◆ **WHAT THIS EXERCISE ASKS**:
(1) Translate this sentence from the toric varieties question into French: "Is this toric variety the blowup of $\mathbb C^2$ at some point?"
(2) Retype the part of the records that opens with the line containing "contains person standing" and closes with the line containing "534, 93, 671, 544", keeping every character unchanged.

Is this toric variety the blowup of $\mathbb C^2$ at some point?

Let $u_1=e_1,\quad u_0=e_1+2e_2,\quad u_2=e_2$. Consider the fan consisting of the following cones $\sigma_1= \langle u_1,u_0\rangle$, $\sigma_2=\langle u_0,u_2\rangle$ and their faces. Then the toric variety, $X$, corresponding to this fan is described as follows -

$U_{\sigma_1}=\text{ Maxspec }\mathbb C[x^2y^{-1},y]$, $U_{\sigma_2}=\text{ Maxspec }\mathbb C[x,x^2y]$ are the affine pieces glued using the data given by the natural $\mathbb C$ - algebra isomorphism $g_{2,1}^*:\mathbb C[x^2y^{-1},y]_{x^2y^{-1}}\simeq\mathbb C[x,x^{-2}y]_{x^{-2}y}$.

Nowif $u_0$ were $e_1+e_2$ then I know that the corresponding toric variety is $\mathcal Z(x_0y-x_1x)\subseteq \mathbb {P^1\times C^2}$ which is the blowup of $\mathbb C^2$ at the origin. (Here $(x_0,x_1)$ are the homogeneous coordinates on $\mathbb P^1$ and $(x,y)$ are the coordibates on $\mathbb C^2$)

(Raw records)
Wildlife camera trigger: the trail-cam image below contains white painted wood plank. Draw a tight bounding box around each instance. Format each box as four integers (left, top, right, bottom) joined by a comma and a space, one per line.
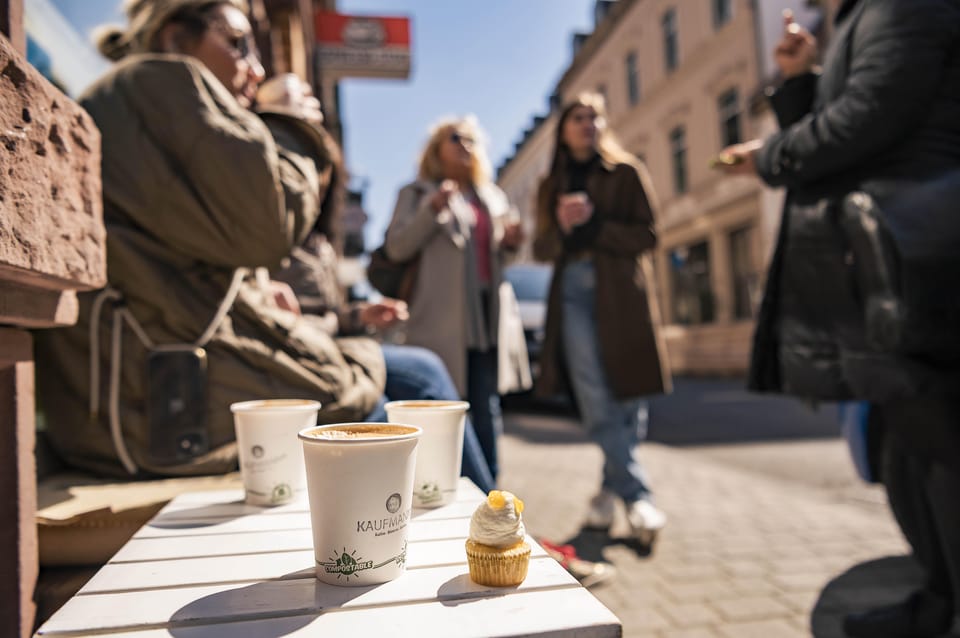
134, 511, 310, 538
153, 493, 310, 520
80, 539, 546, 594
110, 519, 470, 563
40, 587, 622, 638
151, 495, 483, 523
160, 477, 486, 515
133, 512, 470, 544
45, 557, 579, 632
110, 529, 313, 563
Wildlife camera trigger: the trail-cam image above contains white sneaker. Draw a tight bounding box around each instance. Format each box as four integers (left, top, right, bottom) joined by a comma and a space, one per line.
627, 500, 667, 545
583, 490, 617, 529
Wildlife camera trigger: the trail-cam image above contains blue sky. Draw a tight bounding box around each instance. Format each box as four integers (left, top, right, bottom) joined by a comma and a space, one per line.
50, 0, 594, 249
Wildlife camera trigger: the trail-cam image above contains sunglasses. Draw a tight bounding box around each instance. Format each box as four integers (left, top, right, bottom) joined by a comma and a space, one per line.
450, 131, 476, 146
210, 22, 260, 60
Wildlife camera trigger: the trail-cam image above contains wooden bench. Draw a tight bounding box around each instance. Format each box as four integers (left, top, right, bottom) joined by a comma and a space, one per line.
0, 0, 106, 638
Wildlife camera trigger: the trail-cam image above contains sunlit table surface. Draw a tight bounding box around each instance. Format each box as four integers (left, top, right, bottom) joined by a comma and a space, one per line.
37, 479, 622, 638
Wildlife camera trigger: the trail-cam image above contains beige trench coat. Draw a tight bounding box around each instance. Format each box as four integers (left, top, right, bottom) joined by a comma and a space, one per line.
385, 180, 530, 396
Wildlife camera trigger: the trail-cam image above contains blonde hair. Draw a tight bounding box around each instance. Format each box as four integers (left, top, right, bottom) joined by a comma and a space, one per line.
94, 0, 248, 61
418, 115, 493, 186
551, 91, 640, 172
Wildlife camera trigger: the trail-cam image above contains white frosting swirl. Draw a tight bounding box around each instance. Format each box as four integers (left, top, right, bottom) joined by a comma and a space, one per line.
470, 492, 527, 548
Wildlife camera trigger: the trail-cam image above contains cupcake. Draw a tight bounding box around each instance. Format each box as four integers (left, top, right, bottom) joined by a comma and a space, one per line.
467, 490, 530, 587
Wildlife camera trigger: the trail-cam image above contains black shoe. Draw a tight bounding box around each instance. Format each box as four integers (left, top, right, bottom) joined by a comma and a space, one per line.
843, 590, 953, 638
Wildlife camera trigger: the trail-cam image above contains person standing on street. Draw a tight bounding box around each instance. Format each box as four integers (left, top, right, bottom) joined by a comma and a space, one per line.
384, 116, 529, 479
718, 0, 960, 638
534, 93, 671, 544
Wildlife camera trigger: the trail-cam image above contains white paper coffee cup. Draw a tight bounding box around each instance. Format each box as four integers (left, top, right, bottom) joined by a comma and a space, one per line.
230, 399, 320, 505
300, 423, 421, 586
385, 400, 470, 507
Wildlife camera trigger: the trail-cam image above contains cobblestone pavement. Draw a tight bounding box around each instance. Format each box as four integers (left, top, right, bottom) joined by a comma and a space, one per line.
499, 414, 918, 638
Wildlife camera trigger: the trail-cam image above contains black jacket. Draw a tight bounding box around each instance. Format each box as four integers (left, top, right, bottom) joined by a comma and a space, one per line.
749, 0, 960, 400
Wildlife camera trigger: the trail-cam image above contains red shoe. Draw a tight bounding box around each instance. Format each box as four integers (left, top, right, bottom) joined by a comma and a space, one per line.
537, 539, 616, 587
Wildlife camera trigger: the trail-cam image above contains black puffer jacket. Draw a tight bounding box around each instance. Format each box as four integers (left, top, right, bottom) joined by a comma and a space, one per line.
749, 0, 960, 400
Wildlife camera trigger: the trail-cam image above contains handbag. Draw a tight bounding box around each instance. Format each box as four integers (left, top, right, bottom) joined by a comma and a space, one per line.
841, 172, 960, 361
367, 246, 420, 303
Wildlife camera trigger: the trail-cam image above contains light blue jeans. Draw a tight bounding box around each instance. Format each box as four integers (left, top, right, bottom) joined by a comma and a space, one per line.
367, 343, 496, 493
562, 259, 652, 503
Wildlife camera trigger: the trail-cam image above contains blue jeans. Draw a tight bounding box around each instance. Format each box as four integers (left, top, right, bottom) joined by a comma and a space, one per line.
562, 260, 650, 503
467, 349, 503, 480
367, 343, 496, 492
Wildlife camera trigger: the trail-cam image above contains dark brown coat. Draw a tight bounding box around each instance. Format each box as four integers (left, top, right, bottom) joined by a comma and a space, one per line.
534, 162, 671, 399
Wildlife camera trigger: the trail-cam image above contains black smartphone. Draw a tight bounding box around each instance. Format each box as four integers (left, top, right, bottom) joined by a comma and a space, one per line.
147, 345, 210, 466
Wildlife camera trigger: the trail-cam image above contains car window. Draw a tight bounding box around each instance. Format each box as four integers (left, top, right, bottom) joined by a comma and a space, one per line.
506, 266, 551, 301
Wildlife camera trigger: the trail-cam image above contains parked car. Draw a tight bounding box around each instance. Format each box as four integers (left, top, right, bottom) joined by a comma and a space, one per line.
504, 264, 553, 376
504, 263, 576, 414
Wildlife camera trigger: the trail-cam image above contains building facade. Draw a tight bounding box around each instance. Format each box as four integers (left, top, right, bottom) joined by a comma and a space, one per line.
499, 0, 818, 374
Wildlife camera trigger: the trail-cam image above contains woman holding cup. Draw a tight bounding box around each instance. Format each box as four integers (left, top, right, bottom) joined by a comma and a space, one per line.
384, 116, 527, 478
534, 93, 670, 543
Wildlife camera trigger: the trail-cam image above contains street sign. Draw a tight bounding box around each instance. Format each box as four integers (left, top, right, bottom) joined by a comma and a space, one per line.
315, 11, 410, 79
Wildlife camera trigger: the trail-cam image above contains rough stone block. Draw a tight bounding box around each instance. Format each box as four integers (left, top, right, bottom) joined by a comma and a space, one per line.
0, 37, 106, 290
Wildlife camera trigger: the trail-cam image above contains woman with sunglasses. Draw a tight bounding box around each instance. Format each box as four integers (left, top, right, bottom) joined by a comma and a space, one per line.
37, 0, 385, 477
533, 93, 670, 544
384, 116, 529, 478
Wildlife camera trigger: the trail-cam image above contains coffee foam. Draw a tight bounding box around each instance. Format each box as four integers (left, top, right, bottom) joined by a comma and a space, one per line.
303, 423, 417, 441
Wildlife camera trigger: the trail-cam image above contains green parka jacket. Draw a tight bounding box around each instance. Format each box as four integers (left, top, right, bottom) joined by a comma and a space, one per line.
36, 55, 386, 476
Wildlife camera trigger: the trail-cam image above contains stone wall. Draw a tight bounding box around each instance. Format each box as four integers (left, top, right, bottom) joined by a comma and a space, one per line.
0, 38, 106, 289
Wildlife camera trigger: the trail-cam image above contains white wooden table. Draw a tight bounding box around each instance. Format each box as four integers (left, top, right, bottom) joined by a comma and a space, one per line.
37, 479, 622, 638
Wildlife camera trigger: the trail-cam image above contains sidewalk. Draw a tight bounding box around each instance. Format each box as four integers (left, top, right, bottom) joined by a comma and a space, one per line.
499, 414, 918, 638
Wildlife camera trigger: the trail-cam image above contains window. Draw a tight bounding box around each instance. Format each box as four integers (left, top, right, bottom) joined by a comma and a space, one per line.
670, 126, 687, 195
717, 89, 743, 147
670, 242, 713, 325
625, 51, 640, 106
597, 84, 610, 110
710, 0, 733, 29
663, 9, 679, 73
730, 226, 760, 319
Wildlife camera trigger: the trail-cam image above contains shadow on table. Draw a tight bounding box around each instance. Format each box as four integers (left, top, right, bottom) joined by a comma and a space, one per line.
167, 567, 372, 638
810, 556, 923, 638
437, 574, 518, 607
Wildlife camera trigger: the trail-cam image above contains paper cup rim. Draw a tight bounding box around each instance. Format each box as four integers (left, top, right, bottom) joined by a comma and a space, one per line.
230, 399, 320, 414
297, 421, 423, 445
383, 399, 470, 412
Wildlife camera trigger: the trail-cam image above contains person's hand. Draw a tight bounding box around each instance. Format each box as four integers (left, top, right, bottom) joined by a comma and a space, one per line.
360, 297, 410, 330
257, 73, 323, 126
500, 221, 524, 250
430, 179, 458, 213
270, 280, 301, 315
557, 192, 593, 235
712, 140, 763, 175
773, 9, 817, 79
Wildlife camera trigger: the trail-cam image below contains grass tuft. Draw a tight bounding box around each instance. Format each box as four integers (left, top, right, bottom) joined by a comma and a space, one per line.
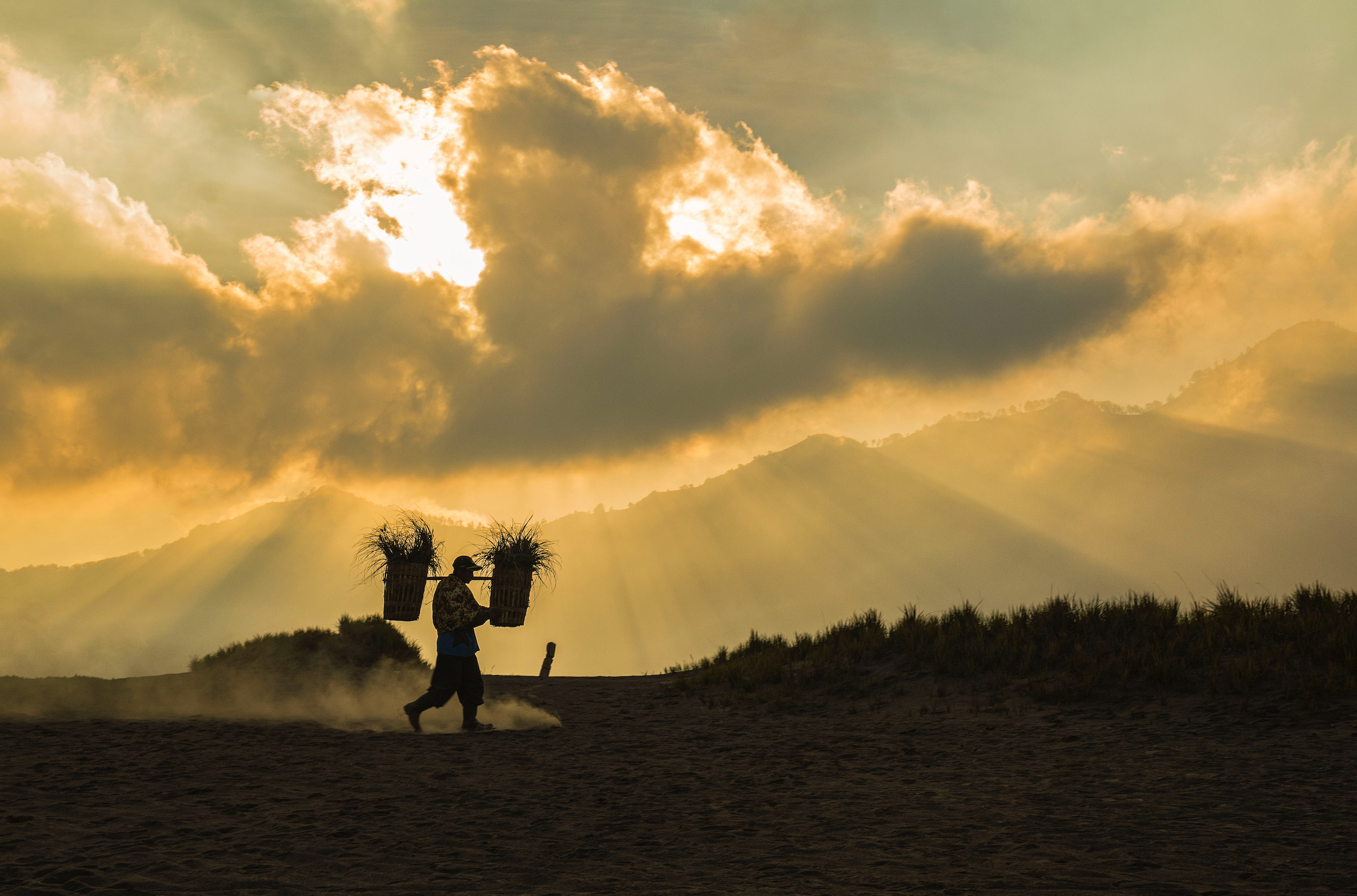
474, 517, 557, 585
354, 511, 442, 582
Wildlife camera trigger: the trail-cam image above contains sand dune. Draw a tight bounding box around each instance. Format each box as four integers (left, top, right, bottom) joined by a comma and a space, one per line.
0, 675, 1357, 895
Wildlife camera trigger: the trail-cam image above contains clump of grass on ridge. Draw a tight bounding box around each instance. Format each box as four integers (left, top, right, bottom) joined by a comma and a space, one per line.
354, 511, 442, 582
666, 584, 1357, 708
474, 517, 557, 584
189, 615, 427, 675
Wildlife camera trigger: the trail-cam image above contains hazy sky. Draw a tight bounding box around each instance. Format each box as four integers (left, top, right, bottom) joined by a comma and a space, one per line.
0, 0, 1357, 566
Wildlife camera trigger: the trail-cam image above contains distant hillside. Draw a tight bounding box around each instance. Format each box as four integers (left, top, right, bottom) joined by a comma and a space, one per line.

◆ **REPLIES**:
(1) Cette variété torique est-elle l'éclatement de $\mathbb C^2$ en un certain point ?

(2)
Wildlife camera trigger: the trail-cam image above contains person standing on street. Draw a tight bounding box around each instance. Format each box as four integers (left, top, right, bottom) joined by a comma and a space, one per line.
384, 116, 529, 479
718, 0, 960, 638
534, 93, 671, 544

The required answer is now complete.